Stroke is a leading cause of death. Stroke care is limited by the availability of specialized medical professionals. In this post, we describe a physician-led stroke unit model established at Baptist Christian Hospital (BCH) in Assam, India. Enabled with qER, Qure’s AI driven automated CT Brain interpretation tool, BCH can quickly and easily determine next steps in terms of treatment and examine the implications for clinical outcomes.

qER at a Stroke unit

Across the world, Stroke is a leading cause of death, second only to ischemic heart disease. According to the the World Stroke Organization (WSO), 13.7 million new strokes occur each year and there are about 80 million stroke survivors globally. In India as per the Health of the Nation’s State Report we see an incidence rate of 119 to 152/100000, and has a case fatality rate of 19 to 42% across the country.

▸ **REQUIRED ACTIONS**
- A) Write out the part of the stroke care text from "Stroke is a leading cause of death." up to and including "for clinical outcomes.".
- B) Answer these questions from the stroke care text:
(i) In which Indian state is Baptist Christian Hospital located?
(ii) According to the World Stroke Organization, how many new strokes occur each year?
(iii) What case fatality rate does the text give for India?
- C) List every numerical figure about stroke that the stroke care text gives.

Natural language region descriptions
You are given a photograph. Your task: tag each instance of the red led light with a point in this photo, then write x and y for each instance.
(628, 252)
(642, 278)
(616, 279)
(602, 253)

▸ **SOLUTIONS**
- A)
Stroke is a leading cause of death. Stroke care is limited by the availability of specialized medical professionals. In this post, we describe a physician-led stroke unit model established at Baptist Christian Hospital (BCH) in Assam, India. Enabled with qER, Qure’s AI driven automated CT Brain interpretation tool, BCH can quickly and easily determine next steps in terms of treatment and examine the implications for clinical outcomes.

- B)
(i) Assam
(ii) 13.7 million
(iii) 19 to 42%

- C)
13.7 million new strokes each year
About 80 million stroke survivors globally
An incidence rate in India of 119 to 152/100000
A case fatality rate in India of 19 to 42%